Begin Extracted information

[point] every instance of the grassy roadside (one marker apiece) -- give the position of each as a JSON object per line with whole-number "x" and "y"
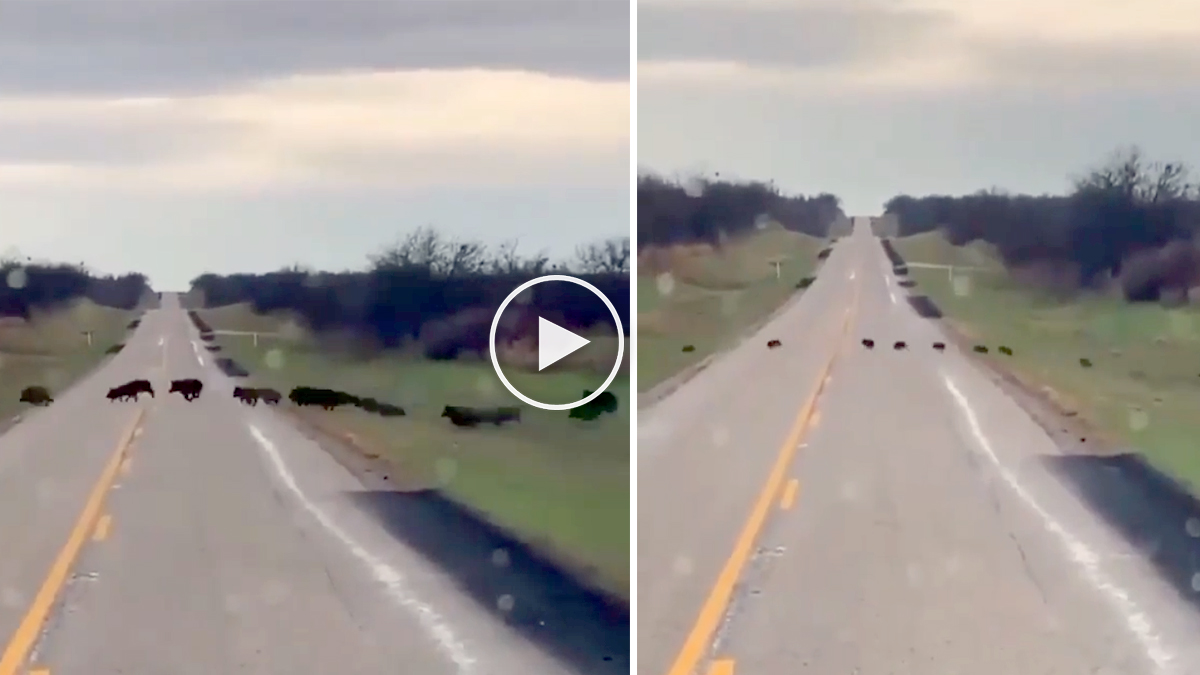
{"x": 555, "y": 483}
{"x": 706, "y": 297}
{"x": 51, "y": 350}
{"x": 1144, "y": 388}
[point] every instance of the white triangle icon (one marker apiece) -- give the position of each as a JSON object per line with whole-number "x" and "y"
{"x": 555, "y": 342}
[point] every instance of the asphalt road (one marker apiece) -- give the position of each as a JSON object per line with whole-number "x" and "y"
{"x": 217, "y": 539}
{"x": 823, "y": 508}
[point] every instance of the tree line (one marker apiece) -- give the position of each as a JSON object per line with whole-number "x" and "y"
{"x": 27, "y": 287}
{"x": 708, "y": 209}
{"x": 1129, "y": 221}
{"x": 437, "y": 291}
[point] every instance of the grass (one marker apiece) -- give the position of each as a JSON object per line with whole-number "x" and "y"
{"x": 706, "y": 297}
{"x": 552, "y": 482}
{"x": 51, "y": 350}
{"x": 1144, "y": 388}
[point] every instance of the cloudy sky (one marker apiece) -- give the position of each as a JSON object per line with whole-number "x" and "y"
{"x": 174, "y": 137}
{"x": 873, "y": 97}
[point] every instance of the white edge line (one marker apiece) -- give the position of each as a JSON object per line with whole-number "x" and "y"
{"x": 388, "y": 575}
{"x": 1135, "y": 619}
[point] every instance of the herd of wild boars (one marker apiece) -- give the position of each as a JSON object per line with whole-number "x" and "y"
{"x": 189, "y": 388}
{"x": 604, "y": 404}
{"x": 132, "y": 389}
{"x": 251, "y": 395}
{"x": 323, "y": 398}
{"x": 36, "y": 395}
{"x": 463, "y": 416}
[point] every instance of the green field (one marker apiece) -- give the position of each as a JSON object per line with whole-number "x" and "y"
{"x": 556, "y": 483}
{"x": 1144, "y": 389}
{"x": 709, "y": 298}
{"x": 51, "y": 350}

End Extracted information

Stated goal
Update all the entries above so that "herd of wild boars" becomes "group of wild pigs", with nothing else changed. Leave out the pictures.

The answer
[point] every instance of the grassy roadside (one marker apiece) -- give the position of each as a JSON object per line with whole-number "x" and "y"
{"x": 555, "y": 483}
{"x": 706, "y": 297}
{"x": 51, "y": 350}
{"x": 1144, "y": 388}
[point] every instance of the white triangle icon (one marker apiece) -- give the position of each as a JSON object per line with whole-number "x" and "y"
{"x": 555, "y": 342}
[point] every instance of the asphalt road (one marker apiece) -- give the position of each as a JSON object per line with whole-number "x" and "y"
{"x": 217, "y": 539}
{"x": 823, "y": 508}
[point] every instance of the tree line (one marker apiece) -- give the position of each as a JSON object per line with whole-number "x" and "y"
{"x": 27, "y": 287}
{"x": 708, "y": 209}
{"x": 1129, "y": 221}
{"x": 437, "y": 291}
[point] every instance of the grass (one marker apiece) -- give the position of each as a JSON object per line with whole-number "x" and "y"
{"x": 706, "y": 297}
{"x": 552, "y": 482}
{"x": 51, "y": 350}
{"x": 1144, "y": 388}
[point] every instance of the cloudy sky (one marker apiece) -- give the position of each as a JSON object per line with whole-number "x" and "y"
{"x": 174, "y": 137}
{"x": 873, "y": 97}
[point] every instance of the white edge line (one marker apiece) -- give the position of each as a JSON object per line with whole-number "x" and "y"
{"x": 388, "y": 575}
{"x": 1135, "y": 619}
[point] every instance of the group of wild pigs (one marker apiece) -- give the position of each as a JSON object per line with whole-number "x" and "y"
{"x": 189, "y": 388}
{"x": 604, "y": 404}
{"x": 132, "y": 389}
{"x": 251, "y": 395}
{"x": 323, "y": 398}
{"x": 36, "y": 395}
{"x": 463, "y": 416}
[point] every instance of the green field (one marker apiece) -- give the position of each as a JSON object per line with whole-number "x" and "y"
{"x": 556, "y": 483}
{"x": 1144, "y": 389}
{"x": 709, "y": 298}
{"x": 51, "y": 350}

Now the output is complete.